- EXERCICE COURT A:
Les affirmations suivantes concordent-elles avec l'extrait sur le projet présidentiel ? Répondez par oui ou par non à chacune, en citant les mots décisifs de l'extrait : (i) les nouvelles formes d'action collective vont de l'échelle locale jusqu'au niveau mondial ; (ii) le candidat imaginé est forcément un homme ; (iii) le défi consiste à imposer un seul point de vue.
- EXERCICE COURT B:
Rédigez la suite de l'extrait sur le projet présidentiel, à partir de sa dernière phrase.

Chers auditeurs, je vous propose de rêver un instant : ne peut-on imaginer un projet, présidentiel par exemple, puisque ici c’est la saison, qui pourrait rassembler une très large majorité de citoyens de chez nous et même de la planète. Allons plus loin et jouons ensemble. Imaginons qu’un candidat Homme ou Femme, responsable, crédible et inspiré, se lève et exprime solennellement son projet au peuple de son pays, sous la forme suivante :

« Notre projet est d’inventer, de partager et de pratiquer de nouvelles formes d’action collective, allant de l’échelle locale jusqu’au niveau mondial, afin de mieux maîtriser ensemble, et avec la Nature, l’avenir d’un monde de plus en plus complexe et interdépendant.

Notre défi est de favoriser l’unité dans la diversité, en proclamant la capacité de nos sociétés à comprendre et à valoriser la complexité des situations, l’interdépendance des problèmes et la légitimité des divers points de vue géoculturels, thématiques, sociaux et professionnels, et en les encourageant à agir en conséquence ».

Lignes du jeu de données
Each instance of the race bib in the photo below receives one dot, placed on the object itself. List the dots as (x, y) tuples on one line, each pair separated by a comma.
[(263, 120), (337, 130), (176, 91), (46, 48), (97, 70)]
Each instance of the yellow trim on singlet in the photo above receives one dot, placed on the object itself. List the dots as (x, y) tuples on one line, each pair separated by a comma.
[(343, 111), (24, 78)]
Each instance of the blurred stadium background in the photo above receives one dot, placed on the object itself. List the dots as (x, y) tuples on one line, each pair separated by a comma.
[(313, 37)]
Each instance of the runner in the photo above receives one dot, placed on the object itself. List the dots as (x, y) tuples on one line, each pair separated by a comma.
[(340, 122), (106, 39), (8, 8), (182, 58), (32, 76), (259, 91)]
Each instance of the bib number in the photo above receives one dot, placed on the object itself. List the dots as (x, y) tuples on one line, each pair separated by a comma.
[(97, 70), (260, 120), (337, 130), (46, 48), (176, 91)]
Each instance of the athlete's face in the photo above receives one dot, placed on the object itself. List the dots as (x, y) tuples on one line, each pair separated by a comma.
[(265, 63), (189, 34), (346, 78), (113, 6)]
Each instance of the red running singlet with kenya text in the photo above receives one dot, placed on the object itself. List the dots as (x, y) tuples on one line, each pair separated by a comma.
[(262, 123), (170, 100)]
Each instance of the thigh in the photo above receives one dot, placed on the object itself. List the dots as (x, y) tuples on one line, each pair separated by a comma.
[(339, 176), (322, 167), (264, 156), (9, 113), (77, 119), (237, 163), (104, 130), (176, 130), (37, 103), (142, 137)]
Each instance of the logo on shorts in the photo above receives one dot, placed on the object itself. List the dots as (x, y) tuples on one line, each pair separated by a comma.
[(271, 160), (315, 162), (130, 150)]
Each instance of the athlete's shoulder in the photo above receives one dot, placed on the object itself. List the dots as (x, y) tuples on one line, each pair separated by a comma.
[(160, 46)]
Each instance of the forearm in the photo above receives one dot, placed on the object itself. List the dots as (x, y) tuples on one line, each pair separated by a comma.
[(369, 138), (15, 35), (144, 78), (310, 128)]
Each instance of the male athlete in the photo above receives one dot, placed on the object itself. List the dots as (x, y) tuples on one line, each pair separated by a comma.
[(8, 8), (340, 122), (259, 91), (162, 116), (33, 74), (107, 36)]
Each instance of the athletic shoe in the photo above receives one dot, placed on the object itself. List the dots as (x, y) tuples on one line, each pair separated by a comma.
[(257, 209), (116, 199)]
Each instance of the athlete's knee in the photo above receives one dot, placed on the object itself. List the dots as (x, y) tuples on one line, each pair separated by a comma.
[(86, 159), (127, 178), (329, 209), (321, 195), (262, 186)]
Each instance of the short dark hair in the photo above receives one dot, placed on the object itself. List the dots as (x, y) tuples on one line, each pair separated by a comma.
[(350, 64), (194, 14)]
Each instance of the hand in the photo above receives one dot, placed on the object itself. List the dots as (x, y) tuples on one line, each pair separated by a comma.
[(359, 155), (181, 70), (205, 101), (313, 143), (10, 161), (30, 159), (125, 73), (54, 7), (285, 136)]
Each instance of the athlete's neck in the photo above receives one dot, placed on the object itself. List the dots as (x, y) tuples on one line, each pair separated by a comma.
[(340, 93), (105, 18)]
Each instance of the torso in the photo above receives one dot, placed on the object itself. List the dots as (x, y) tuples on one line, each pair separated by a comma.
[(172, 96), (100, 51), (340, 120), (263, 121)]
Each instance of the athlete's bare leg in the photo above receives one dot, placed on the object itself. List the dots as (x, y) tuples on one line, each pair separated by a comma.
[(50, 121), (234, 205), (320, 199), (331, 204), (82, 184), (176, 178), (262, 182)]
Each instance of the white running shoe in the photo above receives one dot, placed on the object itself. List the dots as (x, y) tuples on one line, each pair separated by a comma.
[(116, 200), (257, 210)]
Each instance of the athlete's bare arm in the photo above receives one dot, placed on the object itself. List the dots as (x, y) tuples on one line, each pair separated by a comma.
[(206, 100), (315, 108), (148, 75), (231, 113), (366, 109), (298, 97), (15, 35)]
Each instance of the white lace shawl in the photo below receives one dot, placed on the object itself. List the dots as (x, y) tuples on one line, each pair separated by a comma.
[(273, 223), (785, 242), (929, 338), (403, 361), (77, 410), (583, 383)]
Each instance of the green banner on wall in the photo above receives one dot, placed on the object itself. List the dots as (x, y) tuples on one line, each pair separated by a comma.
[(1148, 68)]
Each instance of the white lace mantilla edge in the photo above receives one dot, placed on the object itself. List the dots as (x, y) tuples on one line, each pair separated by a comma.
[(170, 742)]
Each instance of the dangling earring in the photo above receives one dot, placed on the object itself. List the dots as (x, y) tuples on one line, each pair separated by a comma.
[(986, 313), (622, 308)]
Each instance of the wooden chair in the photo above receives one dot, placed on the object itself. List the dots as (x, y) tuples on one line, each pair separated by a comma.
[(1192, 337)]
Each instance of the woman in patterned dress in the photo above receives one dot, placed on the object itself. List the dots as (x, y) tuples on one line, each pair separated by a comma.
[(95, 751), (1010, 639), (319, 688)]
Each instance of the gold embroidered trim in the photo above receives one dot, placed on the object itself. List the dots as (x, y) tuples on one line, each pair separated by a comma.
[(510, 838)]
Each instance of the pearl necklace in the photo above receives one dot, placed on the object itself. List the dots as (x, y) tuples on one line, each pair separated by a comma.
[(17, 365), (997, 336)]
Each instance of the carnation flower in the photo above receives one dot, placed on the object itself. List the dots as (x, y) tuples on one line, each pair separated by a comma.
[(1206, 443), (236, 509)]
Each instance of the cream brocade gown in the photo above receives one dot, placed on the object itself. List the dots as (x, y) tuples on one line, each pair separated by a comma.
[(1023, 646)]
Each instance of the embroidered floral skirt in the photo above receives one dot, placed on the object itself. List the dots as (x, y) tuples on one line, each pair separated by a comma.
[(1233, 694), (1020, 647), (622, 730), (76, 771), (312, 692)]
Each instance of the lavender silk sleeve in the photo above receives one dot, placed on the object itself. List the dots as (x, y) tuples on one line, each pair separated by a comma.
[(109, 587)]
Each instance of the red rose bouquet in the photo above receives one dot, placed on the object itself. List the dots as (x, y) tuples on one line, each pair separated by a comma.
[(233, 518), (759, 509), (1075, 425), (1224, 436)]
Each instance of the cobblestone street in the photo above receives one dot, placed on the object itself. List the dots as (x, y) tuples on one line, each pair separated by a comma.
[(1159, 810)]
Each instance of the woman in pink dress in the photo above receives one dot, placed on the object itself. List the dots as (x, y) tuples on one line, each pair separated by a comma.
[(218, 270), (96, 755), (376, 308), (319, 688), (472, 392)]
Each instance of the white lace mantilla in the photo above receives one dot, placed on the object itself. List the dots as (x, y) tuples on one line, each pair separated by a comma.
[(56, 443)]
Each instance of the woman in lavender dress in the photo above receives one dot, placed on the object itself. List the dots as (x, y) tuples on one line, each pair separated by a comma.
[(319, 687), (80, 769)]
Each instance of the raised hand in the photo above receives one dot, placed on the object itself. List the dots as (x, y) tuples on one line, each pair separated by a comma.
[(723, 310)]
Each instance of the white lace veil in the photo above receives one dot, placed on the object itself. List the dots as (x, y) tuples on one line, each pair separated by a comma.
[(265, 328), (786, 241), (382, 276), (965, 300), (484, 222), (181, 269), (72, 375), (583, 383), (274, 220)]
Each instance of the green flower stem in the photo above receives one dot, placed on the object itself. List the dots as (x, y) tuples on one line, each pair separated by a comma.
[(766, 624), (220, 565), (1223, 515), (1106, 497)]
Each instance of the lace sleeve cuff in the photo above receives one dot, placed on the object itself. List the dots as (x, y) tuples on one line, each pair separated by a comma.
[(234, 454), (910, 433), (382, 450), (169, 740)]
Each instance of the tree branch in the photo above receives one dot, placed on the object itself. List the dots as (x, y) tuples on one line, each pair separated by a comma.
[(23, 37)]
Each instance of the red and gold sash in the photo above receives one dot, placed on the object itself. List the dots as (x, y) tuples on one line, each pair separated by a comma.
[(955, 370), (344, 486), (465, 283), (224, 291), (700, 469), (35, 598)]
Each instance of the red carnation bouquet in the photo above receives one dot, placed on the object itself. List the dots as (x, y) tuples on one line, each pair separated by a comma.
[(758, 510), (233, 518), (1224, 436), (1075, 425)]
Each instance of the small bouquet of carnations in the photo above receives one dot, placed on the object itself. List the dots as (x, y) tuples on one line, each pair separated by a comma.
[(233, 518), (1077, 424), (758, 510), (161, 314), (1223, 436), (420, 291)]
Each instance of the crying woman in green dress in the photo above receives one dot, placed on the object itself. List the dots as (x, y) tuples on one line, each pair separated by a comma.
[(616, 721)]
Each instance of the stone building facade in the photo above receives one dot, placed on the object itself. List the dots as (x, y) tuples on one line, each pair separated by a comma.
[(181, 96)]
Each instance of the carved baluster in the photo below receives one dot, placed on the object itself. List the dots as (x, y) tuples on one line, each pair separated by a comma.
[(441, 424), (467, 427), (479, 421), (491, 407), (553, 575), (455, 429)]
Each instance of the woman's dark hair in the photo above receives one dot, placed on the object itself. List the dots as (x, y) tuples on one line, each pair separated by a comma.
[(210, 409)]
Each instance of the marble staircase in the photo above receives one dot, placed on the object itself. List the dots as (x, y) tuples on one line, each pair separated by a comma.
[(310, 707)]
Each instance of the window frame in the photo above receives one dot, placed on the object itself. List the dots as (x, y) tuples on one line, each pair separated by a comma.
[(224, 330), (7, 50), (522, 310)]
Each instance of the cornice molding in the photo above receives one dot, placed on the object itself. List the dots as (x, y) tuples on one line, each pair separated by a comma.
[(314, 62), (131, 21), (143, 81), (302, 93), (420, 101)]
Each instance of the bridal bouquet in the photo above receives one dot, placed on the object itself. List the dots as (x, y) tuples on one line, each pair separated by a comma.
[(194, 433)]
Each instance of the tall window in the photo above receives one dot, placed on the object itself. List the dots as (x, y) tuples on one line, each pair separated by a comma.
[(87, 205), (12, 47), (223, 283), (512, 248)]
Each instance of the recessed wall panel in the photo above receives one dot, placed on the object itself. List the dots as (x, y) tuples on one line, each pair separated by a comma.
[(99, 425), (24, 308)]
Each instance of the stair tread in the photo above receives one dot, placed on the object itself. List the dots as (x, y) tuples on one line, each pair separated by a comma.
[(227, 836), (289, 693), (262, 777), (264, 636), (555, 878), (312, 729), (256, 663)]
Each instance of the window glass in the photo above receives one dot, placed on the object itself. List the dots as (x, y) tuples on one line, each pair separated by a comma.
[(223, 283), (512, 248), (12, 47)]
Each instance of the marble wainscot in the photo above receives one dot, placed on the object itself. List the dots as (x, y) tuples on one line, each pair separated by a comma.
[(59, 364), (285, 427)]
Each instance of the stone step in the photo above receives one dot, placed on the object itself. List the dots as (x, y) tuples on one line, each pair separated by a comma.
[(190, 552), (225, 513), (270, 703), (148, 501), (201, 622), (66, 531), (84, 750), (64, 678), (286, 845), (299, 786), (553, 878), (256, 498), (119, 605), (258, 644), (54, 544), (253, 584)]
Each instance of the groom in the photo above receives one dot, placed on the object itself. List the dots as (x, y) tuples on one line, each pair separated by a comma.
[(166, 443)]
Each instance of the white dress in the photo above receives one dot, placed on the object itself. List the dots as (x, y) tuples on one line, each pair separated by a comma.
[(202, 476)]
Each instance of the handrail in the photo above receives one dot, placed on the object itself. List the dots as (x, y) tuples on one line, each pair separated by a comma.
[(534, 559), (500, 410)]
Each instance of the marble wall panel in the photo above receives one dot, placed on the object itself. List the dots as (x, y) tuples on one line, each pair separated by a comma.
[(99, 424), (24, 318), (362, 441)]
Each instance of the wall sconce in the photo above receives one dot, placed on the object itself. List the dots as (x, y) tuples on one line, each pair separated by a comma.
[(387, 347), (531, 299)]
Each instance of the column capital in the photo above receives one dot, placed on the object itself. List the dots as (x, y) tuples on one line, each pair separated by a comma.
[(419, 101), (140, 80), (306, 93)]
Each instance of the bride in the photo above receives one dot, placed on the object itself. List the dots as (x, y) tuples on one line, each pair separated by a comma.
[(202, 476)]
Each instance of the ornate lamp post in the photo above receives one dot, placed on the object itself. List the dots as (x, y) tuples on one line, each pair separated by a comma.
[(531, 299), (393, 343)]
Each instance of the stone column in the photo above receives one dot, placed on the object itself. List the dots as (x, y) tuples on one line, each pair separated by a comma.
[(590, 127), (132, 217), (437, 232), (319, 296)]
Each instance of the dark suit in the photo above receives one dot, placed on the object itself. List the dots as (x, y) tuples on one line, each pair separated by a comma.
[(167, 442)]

- BONNE RÉPONSE A:
(i) Oui : « allant de l’échelle locale jusqu’au niveau mondial ».
(ii) Non : « un candidat Homme ou Femme ».
(iii) Non : « la légitimité des divers points de vue géoculturels, thématiques, sociaux et professionnels ».

- BONNE RÉPONSE B:
A ce stade de l’émission, je vous dois quelques explications sur ce texte écrit, je crois, il y a une douzaine d’années et que vous pourrez retrouver comme objectif de l’association « Alliance 21 », repris sur le site internet accessible avec n’importe quel moteur de recherche. A cette période, j’étais alors le fondateur d’un jumelage entre Clapiers près de Montpellier et Toma, un gros village du Burkina Faso, chef-lieu de province maintenant, et je me souviens que j’ai eu la chance à plusieurs reprises, d’échanger avec un illustre villageois, grand historien, 1er africain agrégé d’histoire de la Sorbonne, Joseph Ki-Zerbo. Il m’a longuement parlé du « groupe de Vézelay » dont il a été en 1986 co-fondateur, groupe qui devint ensuite l’« Alliance 21 », et dont je me suis permis d’extraire la remarquable déclaration précédente.

C’est l’histoire du groupe de Vézelay et d’Alliance21, que je m’en vais vous conter, et je n’ai pas changé de sujet, je suis bien toujours sur le levier politique. Dans les mois à venir, je vous parlerais aussi d’autres associations fédératrices comme les mouvement et association TH, et d’autres encore…Cette approche progressive et concrète du levier politique, à travers un cheminement, m’a paru préférable à une analyse globale personnelle que j’avais esquissée après force transpiration. Et pour l’instant, place à une pause musicale.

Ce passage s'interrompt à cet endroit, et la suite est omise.